ÉNONCÉ 1. Recopiez intégralement, sans la moindre modification, le fil de discussion ci-dessous sur le compositing sous KDE.

EXTRAIT DE PAGE.
┌──

# [KDE] Compositing : problèmes de droits (résolu)

## StinGer_Uesugi

Oyé Oyé GentooistEs et Gentooistes !

Merci de me m'ouvrir les portes de votre communauté et pour fêter ça je propose une tournée générale ! "Aubergiste !! 2496 bières SVP !!"

Bon maintenant qu'on a bien bu, bien chanté, si on parlait Linux. Après avoir installé Gentoo sur plusieurs serveurs, je me suis décidé à l'installer aussi sur ma machine de travail, entre autres parce que je trouve beaucoup plus simple de configurer et d'installer Gentoo sur un RAID5 soft qu'avec n'importe quelle autre distrib'.

Bref, je ne viens pas pour ça, mais pour un problème de compositing sous KDE. Je ne sais pas trop par où commencer, alors on va commencer par la machine : Intel Core i5, 8GB RAM, ATI Radeon HD4890 1GBGDDR5. Ma Gentoo est installée, comme je le disais, sur un raid 5 logiciel (mdadm) sur 3 disques durs Hitachi, branchés sur une carte contrôleur SATA Sil3124.

└──

ÉNONCÉ 2. Reproduisez uniquement le passage des enregistrements ci-dessous qui va de la ligne contenant « Pick out one point on every instance of the large » jusqu'à la fin des enregistrements, bornes et consignes comprises. Multipliez chaque coordonnée des réponses par 2,25 et arrondissez à l'entier le plus proche, les demies vers le haut.

DONNÉES DE L'EXERCICE.

┌──

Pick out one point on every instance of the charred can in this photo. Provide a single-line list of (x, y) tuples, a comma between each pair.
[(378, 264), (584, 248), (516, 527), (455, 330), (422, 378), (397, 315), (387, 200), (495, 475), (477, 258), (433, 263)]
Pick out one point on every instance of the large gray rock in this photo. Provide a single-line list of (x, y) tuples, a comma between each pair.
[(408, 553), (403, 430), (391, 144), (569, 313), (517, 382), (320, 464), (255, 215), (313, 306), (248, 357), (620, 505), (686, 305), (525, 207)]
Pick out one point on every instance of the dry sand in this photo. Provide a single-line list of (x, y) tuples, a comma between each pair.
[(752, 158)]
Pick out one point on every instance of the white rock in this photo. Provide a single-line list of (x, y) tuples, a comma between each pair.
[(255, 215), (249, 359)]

└──

RÉPONSE ATTENDUE 1.
# [KDE] Compositing : problèmes de droits (résolu)

## StinGer_Uesugi

Oyé Oyé GentooistEs et Gentooistes !

Merci de me m'ouvrir les portes de votre communauté et pour fêter ça je propose une tournée générale ! "Aubergiste !! 2496 bières SVP !!"

Bon maintenant qu'on a bien bu, bien chanté, si on parlait Linux. Après avoir installé Gentoo sur plusieurs serveurs, je me suis décidé à l'installer aussi sur ma machine de travail, entre autres parce que je trouve beaucoup plus simple de configurer et d'installer Gentoo sur un RAID5 soft qu'avec n'importe quelle autre distrib'.

Bref, je ne viens pas pour ça, mais pour un problème de compositing sous KDE. Je ne sais pas trop par où commencer, alors on va commencer par la machine : Intel Core i5, 8GB RAM, ATI Radeon HD4890 1GBGDDR5. Ma Gentoo est installée, comme je le disais, sur un raid 5 logiciel (mdadm) sur 3 disques durs Hitachi, branchés sur une carte contrôleur SATA Sil3124.

RÉPONSE ATTENDUE 2.
Pick out one point on every instance of the large gray rock in this photo. Provide a single-line list of (x, y) tuples, a comma between each pair.
[(918, 1244), (907, 968), (880, 324), (1280, 704), (1163, 860), (720, 1044), (574, 484), (704, 689), (558, 803), (1395, 1136), (1544, 686), (1181, 466)]
Pick out one point on every instance of the dry sand in this photo. Provide a single-line list of (x, y) tuples, a comma between each pair.
[(1692, 356)]
Pick out one point on every instance of the white rock in this photo. Provide a single-line list of (x, y) tuples, a comma between each pair.
[(574, 484), (560, 808)]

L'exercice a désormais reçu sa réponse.